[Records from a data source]
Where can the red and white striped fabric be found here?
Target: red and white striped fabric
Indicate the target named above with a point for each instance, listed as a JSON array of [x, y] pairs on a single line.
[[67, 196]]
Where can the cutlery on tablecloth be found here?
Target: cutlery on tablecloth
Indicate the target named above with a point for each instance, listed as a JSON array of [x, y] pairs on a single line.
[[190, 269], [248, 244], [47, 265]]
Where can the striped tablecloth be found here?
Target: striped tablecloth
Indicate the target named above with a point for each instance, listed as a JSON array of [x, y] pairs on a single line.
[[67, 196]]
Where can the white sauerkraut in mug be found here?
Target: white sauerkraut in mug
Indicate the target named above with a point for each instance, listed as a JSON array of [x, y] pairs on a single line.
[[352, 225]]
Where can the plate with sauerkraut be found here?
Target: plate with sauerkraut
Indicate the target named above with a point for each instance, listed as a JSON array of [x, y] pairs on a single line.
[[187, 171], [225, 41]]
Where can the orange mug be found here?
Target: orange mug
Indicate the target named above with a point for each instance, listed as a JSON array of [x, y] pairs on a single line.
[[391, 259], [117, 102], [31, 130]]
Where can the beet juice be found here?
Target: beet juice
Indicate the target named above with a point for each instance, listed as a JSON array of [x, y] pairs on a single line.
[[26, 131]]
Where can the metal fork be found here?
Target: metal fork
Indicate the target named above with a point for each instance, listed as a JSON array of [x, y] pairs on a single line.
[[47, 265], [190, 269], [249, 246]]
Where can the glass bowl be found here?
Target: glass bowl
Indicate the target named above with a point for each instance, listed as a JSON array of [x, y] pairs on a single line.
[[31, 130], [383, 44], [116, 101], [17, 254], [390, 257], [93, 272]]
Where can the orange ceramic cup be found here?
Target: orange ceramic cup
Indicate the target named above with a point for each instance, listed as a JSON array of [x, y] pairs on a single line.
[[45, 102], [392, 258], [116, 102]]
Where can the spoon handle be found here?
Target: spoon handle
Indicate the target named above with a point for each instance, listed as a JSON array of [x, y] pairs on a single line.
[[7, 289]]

WHAT YOU WILL DO: An exact copy of every entry is what's needed, so retype them all.

REPLY TO THE TASK:
Where can the red and white striped fabric be found here?
Target: red and white striped fabric
Indicate the target named above with a point for each instance, listed as a JSON array of [x, y] pairs on a single line.
[[67, 196]]
Where can the cutlery on tablecloth be found here?
Target: cutlery on tablecloth
Indicate the target named above with a point for each instance, listed as a JSON array of [x, y] pairs on a single line.
[[190, 269], [248, 244], [47, 265]]
Where can the striped tablecloth be found here?
Target: striped tablecloth
Indicate the target named above with a point for each instance, listed as a JSON array of [x, y] pairs on a single line.
[[67, 196]]
Where can the white sauerkraut in mug be found here?
Target: white sauerkraut in mug
Indicate the target named above with a point for each instance, listed as a JSON array of [x, y] pairs on a single line.
[[352, 225]]
Where can the plate with sauerkraut be found here?
Target: plate with sauerkraut
Indicate the target named above with a point for each instance, listed as a JSON array of [x, y] pairs on a single line.
[[187, 171], [225, 41]]
Where can the orange mug be found here?
Target: orange mug
Indicate the target named above with a point for each instance, listed as a JSON array of [x, y] pairs on a single line.
[[391, 259], [117, 102], [31, 130]]
Where can the beet juice be found here?
Target: beet juice
Indicate the target named above with a point for each instance, listed as a JSON array of [x, y] pairs on a single line.
[[26, 131]]
Where can the metal fork be found here?
Target: metal fork
Indicate the target named above with a point for each instance, listed as a JSON array of [x, y] pairs on a single line.
[[47, 265], [190, 269], [249, 246]]
Where can the glass bowl be found here?
Target: glass bowl
Indicate the target named above with a point for each instance, listed as a JSON array of [x, y] pairs on a single line.
[[31, 130], [383, 44], [116, 101], [17, 254], [390, 257], [93, 272]]
Where can the orange ceramic cup be found here?
Target: orange ceramic cup
Indicate the target named above with a point for each instance, listed as a JSON array of [x, y] pairs on a single line.
[[45, 102], [392, 258], [116, 102]]
Where can the spoon handle be found here?
Target: spoon handle
Indicate the target named above with a point for each instance, listed as a JSON array of [x, y] pairs on a single line.
[[7, 289]]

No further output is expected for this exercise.